| Exercise prompt |
Write out the full listing exactly as it appears below.
☆ ☆ ☆ ☆ ☆ ☆ ☆
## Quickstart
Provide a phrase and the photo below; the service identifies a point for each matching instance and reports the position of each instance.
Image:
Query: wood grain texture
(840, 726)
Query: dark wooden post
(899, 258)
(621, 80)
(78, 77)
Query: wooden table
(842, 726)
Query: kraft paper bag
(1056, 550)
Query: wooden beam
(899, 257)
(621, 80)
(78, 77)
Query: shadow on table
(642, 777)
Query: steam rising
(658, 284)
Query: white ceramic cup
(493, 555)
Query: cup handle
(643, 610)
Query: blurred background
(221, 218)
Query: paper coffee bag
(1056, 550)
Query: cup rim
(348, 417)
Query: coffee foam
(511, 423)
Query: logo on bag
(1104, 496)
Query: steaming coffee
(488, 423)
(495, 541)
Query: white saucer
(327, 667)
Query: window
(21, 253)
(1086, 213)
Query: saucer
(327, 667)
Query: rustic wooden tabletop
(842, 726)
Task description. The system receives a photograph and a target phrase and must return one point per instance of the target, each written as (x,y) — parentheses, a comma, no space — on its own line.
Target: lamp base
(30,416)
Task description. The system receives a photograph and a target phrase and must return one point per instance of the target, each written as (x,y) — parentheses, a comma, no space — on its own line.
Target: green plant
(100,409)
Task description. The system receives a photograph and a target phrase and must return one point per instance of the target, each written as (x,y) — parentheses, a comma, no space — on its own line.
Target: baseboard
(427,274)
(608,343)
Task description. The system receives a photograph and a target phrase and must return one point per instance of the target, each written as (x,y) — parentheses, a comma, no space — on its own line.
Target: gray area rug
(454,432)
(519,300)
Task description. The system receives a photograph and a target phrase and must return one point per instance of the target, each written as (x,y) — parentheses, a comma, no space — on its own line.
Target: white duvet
☆ ☆ ☆ ☆ ☆ ☆ ☆
| Output of the task |
## Quickstart
Provide a phrase and the photo below; the service identifies a point for each matching instance and reports the position of each instance.
Image:
Query: wood grain texture
(840, 726)
Query: dark wooden post
(899, 258)
(621, 80)
(78, 77)
Query: wooden table
(842, 726)
Query: kraft paper bag
(1056, 550)
Query: wooden beam
(899, 257)
(621, 80)
(78, 77)
Query: shadow on table
(642, 777)
Query: steam rising
(658, 284)
Query: white ceramic cup
(493, 555)
Query: cup handle
(643, 610)
Query: blurred background
(221, 218)
Query: paper coffee bag
(1056, 550)
Query: cup rim
(348, 417)
Query: coffee foam
(511, 423)
Query: logo on bag
(1104, 496)
Query: steaming coffee
(488, 423)
(495, 541)
Query: white saucer
(327, 667)
Query: window
(21, 253)
(1086, 213)
Query: saucer
(327, 667)
Query: rustic wooden tabletop
(842, 726)
Task description. The system receives a photograph and a target phrase and must return one point per instance of the target, each written as (x,y) — parentheses, a comma, no space — on its own line.
Target: lamp base
(30,416)
Task description. The system receives a photograph and a target phrase and must return one point per instance of the target, each written as (x,y) — parentheses, a comma, no space — on its own line.
Target: green plant
(100,409)
Task description. The system receives a photograph and a target phrase and must return one point per instance of the target, each written as (x,y) — parentheses, a comma, no space — on its own line.
Target: baseboard
(427,274)
(608,343)
Task description. The system receives a photograph and a target phrase and must return one point per instance of the target, each written as (x,y) — parentheses, a comma, no space — on its own line.
Target: gray area rug
(454,432)
(519,300)
Task description. The system receives a photograph and a target phrase and must return one point per instance of the target, each written as (x,y) — parentheses, a comma, no space — on its own line.
Target: white duvet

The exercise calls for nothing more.